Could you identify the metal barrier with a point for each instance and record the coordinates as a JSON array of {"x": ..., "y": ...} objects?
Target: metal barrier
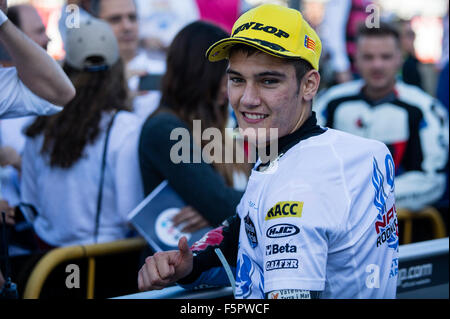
[
  {"x": 423, "y": 273},
  {"x": 59, "y": 255},
  {"x": 428, "y": 213}
]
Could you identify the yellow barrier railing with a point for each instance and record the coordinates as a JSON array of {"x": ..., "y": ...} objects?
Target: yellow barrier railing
[
  {"x": 59, "y": 255},
  {"x": 429, "y": 213}
]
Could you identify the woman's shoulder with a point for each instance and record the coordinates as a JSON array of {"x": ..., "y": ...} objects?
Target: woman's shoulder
[{"x": 162, "y": 121}]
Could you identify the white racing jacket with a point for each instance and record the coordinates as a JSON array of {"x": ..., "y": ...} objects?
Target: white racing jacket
[{"x": 410, "y": 122}]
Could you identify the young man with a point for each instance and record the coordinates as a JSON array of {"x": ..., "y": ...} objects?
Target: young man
[
  {"x": 122, "y": 17},
  {"x": 316, "y": 221},
  {"x": 410, "y": 122},
  {"x": 35, "y": 82}
]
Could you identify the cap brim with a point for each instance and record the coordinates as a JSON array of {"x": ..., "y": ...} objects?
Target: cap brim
[{"x": 221, "y": 49}]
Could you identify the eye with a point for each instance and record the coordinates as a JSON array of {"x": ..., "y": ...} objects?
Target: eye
[
  {"x": 270, "y": 81},
  {"x": 235, "y": 79}
]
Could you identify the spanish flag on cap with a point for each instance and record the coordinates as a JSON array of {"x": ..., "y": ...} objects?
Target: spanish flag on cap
[{"x": 273, "y": 29}]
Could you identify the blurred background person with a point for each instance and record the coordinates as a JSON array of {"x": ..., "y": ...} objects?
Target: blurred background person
[
  {"x": 413, "y": 124},
  {"x": 410, "y": 70},
  {"x": 338, "y": 33},
  {"x": 122, "y": 16},
  {"x": 12, "y": 140},
  {"x": 193, "y": 89},
  {"x": 161, "y": 20},
  {"x": 80, "y": 171}
]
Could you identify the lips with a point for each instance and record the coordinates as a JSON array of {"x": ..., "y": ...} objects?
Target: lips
[{"x": 253, "y": 117}]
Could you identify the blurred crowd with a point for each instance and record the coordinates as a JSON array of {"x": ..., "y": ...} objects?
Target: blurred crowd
[{"x": 139, "y": 72}]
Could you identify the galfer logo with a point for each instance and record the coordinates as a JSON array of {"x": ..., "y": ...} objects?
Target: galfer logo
[
  {"x": 282, "y": 230},
  {"x": 281, "y": 264}
]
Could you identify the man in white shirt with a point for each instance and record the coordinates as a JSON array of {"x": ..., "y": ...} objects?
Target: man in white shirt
[
  {"x": 122, "y": 17},
  {"x": 37, "y": 84},
  {"x": 316, "y": 221}
]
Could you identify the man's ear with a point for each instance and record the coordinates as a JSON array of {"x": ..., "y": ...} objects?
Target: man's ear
[{"x": 310, "y": 84}]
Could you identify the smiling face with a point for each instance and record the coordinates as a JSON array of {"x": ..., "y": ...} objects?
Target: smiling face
[
  {"x": 378, "y": 59},
  {"x": 122, "y": 17},
  {"x": 264, "y": 93}
]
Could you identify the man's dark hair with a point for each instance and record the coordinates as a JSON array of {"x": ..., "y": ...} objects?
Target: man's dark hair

........

■ Objective
Output every entry exactly as given; pictures are not part of the copy.

■ Result of this exercise
Could you identify the metal barrier with a point for each instance and record the coordinates as a JSON array of {"x": ..., "y": ...} objects?
Target: metal barrier
[
  {"x": 423, "y": 273},
  {"x": 59, "y": 255},
  {"x": 428, "y": 213}
]
Could you identify the yellow barrier railing with a point for each instance and record the coordinates as a JSON array of {"x": ..., "y": ...} objects?
Target: yellow barrier railing
[
  {"x": 59, "y": 255},
  {"x": 429, "y": 213}
]
Could you identify the woman's shoulder with a point for each instance and record the coordinates as a JSON array of {"x": ..., "y": ...} objects?
Target: woman's shoulder
[{"x": 162, "y": 121}]
Could you identify the white racing jacket with a point for each instance and record the coordinates as a JSON array of {"x": ..., "y": ...} objects?
Target: white racing jacket
[{"x": 410, "y": 122}]
Could you identify the young man with a point for each instance and record the coordinates as a JSON array of {"x": ..., "y": ...} objects?
Target: young man
[
  {"x": 122, "y": 17},
  {"x": 316, "y": 221},
  {"x": 410, "y": 122},
  {"x": 35, "y": 82}
]
Could you identify the cap brim with a point for each instance and record the coordinates as a JSON array of {"x": ..., "y": ...} objects?
Target: cap brim
[{"x": 221, "y": 49}]
Could you identify the eye with a point for each instance and record the coordinates as a JSON array of {"x": ..., "y": ...} objects?
Target: eye
[
  {"x": 270, "y": 81},
  {"x": 235, "y": 79}
]
Could you identify the spanish flag on cap with a point for each instance and record the coordinates as a JSON array of {"x": ..., "y": ...} objects?
Target: spanish flag on cap
[{"x": 273, "y": 29}]
Could you identify the blurred background person with a point for each instance and record the coordinates as a JSON array of {"x": ..., "y": ...} objects?
Target: blurred background person
[
  {"x": 413, "y": 124},
  {"x": 410, "y": 70},
  {"x": 338, "y": 33},
  {"x": 122, "y": 16},
  {"x": 12, "y": 140},
  {"x": 193, "y": 89},
  {"x": 161, "y": 20},
  {"x": 80, "y": 171}
]
Could you identify the lips with a point for each instance and record the coordinates as a JSON array of {"x": ..., "y": ...} objects?
Target: lips
[{"x": 253, "y": 117}]
Could you identify the blurred crowd with a point for each instance and record the coordinates as a JSON array of {"x": ..., "y": ...} objects?
Target: blurred crowd
[{"x": 139, "y": 72}]
Could you identify the galfer logo with a point for each instance and record the coordinates as a JSON array of {"x": ..., "y": ...} objects?
Target: galfer logo
[
  {"x": 282, "y": 230},
  {"x": 281, "y": 264}
]
Could you identify the man in white shirt with a point for each instance and record the coordinates as a JSON array of {"x": ..., "y": ...} objects?
Target: man in white shirt
[
  {"x": 122, "y": 17},
  {"x": 37, "y": 84},
  {"x": 316, "y": 221}
]
Could you identify the man's ear with a point for each instance and record the coordinates as a JSON array of {"x": ..., "y": ...} objects?
Target: man's ear
[{"x": 310, "y": 84}]
Could you identify the smiling face with a point for each instance and record the coordinates as a JSON array of {"x": ..., "y": ...} objects?
Target: smiling face
[
  {"x": 378, "y": 59},
  {"x": 122, "y": 17},
  {"x": 264, "y": 93}
]
Could you identify the man's dark hair with a point for each instance and record the coordinates as a JSON array of {"x": ..., "y": ...} objects?
Target: man's dark hair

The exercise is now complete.